WHAT THE TASK REQUIRES: The listing below must be copied exactly and in full.

DATA EXTRACT:
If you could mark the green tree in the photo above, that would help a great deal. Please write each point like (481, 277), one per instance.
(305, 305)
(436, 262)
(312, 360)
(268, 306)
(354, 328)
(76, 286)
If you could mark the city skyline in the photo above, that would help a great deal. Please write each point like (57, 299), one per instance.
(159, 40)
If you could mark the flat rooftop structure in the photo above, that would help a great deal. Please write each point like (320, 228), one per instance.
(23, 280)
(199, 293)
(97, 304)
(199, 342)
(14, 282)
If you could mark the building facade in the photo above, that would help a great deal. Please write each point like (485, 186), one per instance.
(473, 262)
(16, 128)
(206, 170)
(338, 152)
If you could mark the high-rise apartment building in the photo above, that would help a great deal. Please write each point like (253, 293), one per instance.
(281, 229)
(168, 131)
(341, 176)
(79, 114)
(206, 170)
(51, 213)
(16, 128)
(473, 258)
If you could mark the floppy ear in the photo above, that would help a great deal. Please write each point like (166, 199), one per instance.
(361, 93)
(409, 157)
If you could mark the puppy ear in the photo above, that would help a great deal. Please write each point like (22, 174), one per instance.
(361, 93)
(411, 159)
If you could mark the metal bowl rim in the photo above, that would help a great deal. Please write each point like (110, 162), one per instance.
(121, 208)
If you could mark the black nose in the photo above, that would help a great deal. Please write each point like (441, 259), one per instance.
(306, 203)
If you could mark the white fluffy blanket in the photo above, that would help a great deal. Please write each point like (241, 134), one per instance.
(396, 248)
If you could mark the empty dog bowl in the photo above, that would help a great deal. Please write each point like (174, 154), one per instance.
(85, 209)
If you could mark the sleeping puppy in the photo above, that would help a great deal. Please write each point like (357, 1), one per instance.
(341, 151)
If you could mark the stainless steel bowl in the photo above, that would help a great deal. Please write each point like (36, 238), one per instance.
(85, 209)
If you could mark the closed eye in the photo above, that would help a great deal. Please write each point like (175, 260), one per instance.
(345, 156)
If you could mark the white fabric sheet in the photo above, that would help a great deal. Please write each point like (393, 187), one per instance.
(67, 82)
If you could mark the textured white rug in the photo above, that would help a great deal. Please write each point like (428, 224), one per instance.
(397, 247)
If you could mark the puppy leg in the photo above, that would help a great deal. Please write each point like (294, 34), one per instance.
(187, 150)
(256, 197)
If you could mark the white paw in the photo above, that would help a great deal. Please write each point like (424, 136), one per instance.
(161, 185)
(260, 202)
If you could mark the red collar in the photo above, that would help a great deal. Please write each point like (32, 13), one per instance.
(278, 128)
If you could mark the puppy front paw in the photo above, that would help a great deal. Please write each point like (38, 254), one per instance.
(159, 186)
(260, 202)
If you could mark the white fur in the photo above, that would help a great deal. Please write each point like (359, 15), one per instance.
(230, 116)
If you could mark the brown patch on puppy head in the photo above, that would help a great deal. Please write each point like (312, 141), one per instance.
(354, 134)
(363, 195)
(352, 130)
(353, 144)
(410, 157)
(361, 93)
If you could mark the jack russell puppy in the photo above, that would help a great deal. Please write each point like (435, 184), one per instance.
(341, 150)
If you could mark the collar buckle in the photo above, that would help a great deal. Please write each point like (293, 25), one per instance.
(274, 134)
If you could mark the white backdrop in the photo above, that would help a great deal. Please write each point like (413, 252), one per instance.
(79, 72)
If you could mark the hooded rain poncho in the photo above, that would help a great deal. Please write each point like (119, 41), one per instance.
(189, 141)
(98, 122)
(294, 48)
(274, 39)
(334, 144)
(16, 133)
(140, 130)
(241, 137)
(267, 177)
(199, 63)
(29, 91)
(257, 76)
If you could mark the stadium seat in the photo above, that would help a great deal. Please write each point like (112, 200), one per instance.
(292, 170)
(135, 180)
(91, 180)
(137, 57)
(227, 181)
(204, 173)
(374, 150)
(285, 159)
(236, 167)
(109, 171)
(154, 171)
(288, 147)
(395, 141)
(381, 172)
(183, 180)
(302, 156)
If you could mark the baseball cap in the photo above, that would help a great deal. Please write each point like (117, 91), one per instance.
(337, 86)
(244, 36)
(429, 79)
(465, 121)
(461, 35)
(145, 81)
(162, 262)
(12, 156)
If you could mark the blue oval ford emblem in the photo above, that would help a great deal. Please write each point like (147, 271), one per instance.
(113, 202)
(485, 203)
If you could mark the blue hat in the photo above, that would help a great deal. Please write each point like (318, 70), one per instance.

SOLVED EXERCISE:
If you could mark the green tree in the photo above, that would help a great deal. Please write each point like (481, 277), one per instance.
(305, 305)
(436, 262)
(312, 360)
(268, 306)
(354, 328)
(76, 286)
If you could mark the city skyline in the photo above, that would help a great deal. Please write each point like (57, 299), one per instance.
(159, 40)
If you could mark the flat rooftop structure in the photo above, that would help a great deal. Please write each point like (320, 228), one per instance.
(23, 280)
(199, 293)
(97, 304)
(199, 342)
(14, 282)
If you could mark the building facade in the photo above, that would help a great deal. Please write each point like (485, 186), one per instance.
(473, 262)
(16, 128)
(206, 170)
(338, 152)
If you could mark the high-rise apartment building in the photo above, that would help a great deal. Please write each point like (253, 293), one per instance.
(281, 229)
(168, 131)
(341, 176)
(79, 114)
(206, 170)
(51, 213)
(16, 128)
(473, 258)
If you could mark the floppy ear in the photo above, that would help a great deal. Please write each point like (166, 199), one per instance.
(361, 93)
(409, 157)
If you could mark the puppy ear in the photo above, that would help a great deal. Please write each point like (22, 174), one per instance.
(361, 93)
(411, 159)
If you could mark the metal bowl rim in the photo above, that would help a great deal. Please write each point like (110, 162), one per instance.
(121, 208)
If you could mark the black nose in the photo above, that would help a great deal. Please write each point like (441, 259), one per instance.
(306, 203)
If you could mark the white fluffy blanket in the photo above, that would help a great deal. Please write each point like (241, 134), one per instance.
(396, 248)
If you could mark the empty dog bowl in the photo above, that would help a great deal. Please write each point like (174, 154), one per instance.
(85, 209)
If you could mark the sleeping puppy in the photo above, that would help a great deal. Please write each point like (357, 1), one per instance.
(341, 151)
If you could mark the stainless steel bowl in the photo above, that would help a great deal. Please write each point like (36, 238), one per instance.
(85, 209)
If you could mark the closed eye in the photo above, that would help a great deal. Please write each point like (175, 260), one per instance.
(345, 156)
If you could mark the white fabric sheet in the photo above, that would help a great deal. Please write each point like (393, 187), one per instance.
(67, 82)
If you could mark the textured white rug in the photo above, that would help a great deal. Please write each point like (428, 224), one per instance.
(397, 247)
If you could mark the puppy leg in the photo above, that would help a great deal. Please write each point like (294, 34), one per instance.
(187, 150)
(256, 197)
If you could mark the white paw in the photo above, that would help a great deal. Please write each point like (424, 136), one per instance.
(161, 185)
(260, 202)
If you could mark the red collar in the photo above, that would help a great deal. Please write each point like (32, 13), one per instance.
(278, 128)
If you could mark the puppy front paw in the photo above, that would help a great deal. Please write each point like (38, 254), one per instance.
(159, 186)
(260, 202)
If you could mark the white fur in the photo above, that would help a great deal. Please write each point like (359, 15), one per instance.
(230, 116)
If you could mark the brown patch on puppy head in the photo above, that would help a great deal. Please write each point like (312, 141), one per instance.
(354, 134)
(363, 195)
(352, 130)
(353, 144)
(410, 157)
(361, 93)
If you could mark the jack russell puppy in the photo above, that would help a great deal. Please write each point like (435, 184), one per instance.
(341, 150)
If you could mark the collar buckle in the photo above, that would help a great deal. Please write each point like (293, 25), one per instance.
(274, 134)
If you could mark the white backdrop in the photo above, that would help a great deal. Please write each point like (413, 252), one per instance.
(79, 72)
If you could mark the hooded rain poncho in the photo above, that would help a great deal. Please write each point like (119, 41), one per instance.
(189, 141)
(98, 122)
(294, 48)
(274, 39)
(334, 144)
(16, 133)
(140, 130)
(241, 137)
(267, 177)
(199, 63)
(29, 91)
(257, 76)
If you could mark the stadium seat in the photo above, that would help a great deal. Please write each point like (112, 200), one per instance.
(292, 170)
(135, 180)
(91, 180)
(137, 57)
(227, 181)
(204, 173)
(374, 150)
(285, 159)
(236, 167)
(109, 171)
(154, 171)
(288, 147)
(395, 141)
(381, 172)
(183, 180)
(302, 156)
If you could mark the baseball cap in the photo above, that would help a great deal. Please write each point like (117, 91), one per instance.
(337, 86)
(244, 36)
(429, 79)
(465, 121)
(461, 35)
(145, 81)
(162, 262)
(12, 156)
If you could mark the blue oval ford emblem in the photo above, that would help a great deal. Please write each point like (147, 271), one per instance.
(113, 202)
(485, 203)
If you could mark the blue hat in the photo above, that would help a great deal. Please write each point like (318, 70), one per instance.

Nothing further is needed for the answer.